== DATASET ENTRIES ==

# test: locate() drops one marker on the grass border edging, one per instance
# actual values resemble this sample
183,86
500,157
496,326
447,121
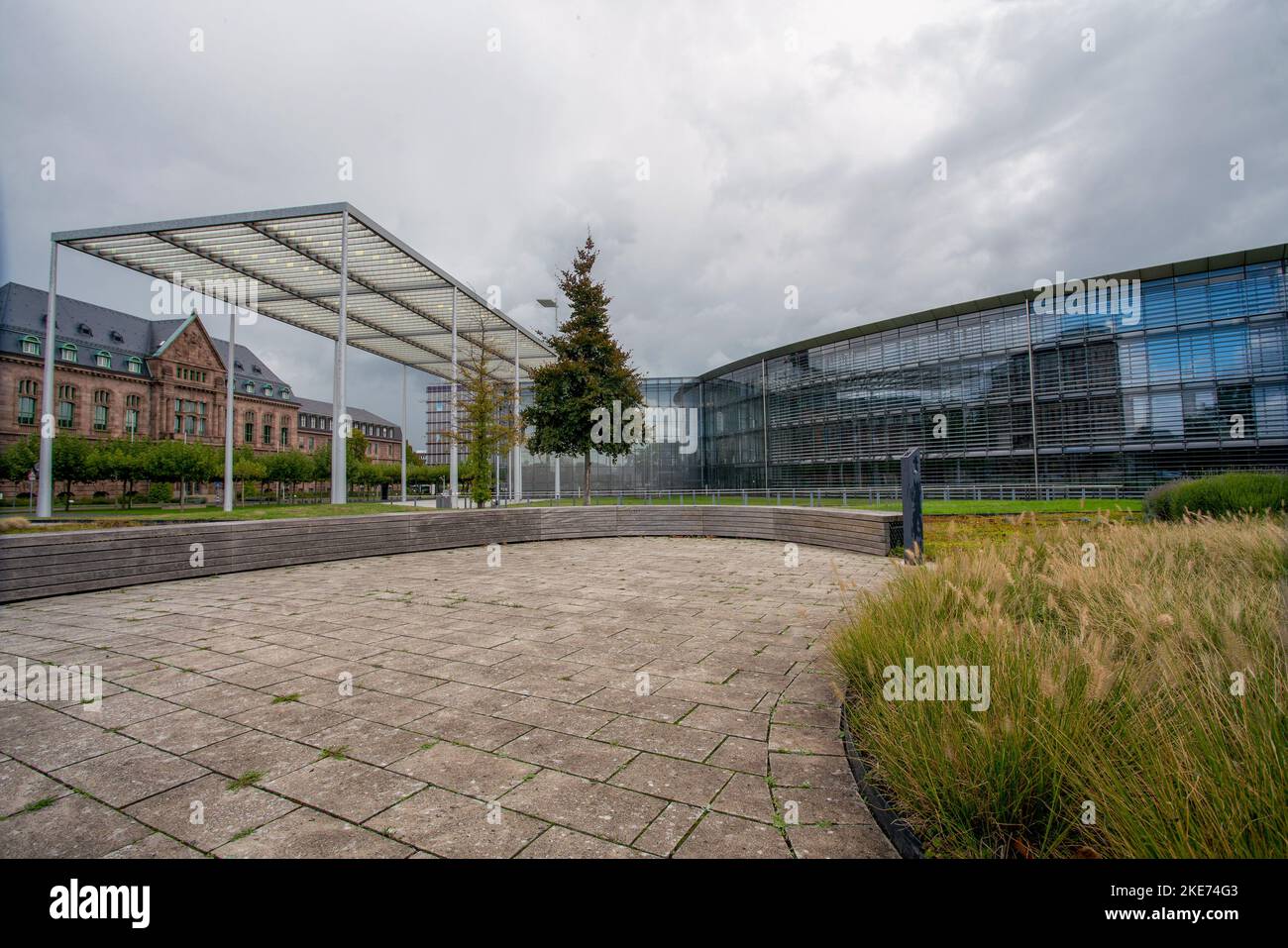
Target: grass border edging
894,827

===

» **EXERCISE DIRECTIONS**
Set down every line of the records above word for word, omitting the pictures.

» **EXERCISE OUTPUT**
# test: locate() drops one marker on the grass border edging, one per instance
# actual values resemble this sample
183,86
500,157
496,326
447,121
Target: grass border edging
894,827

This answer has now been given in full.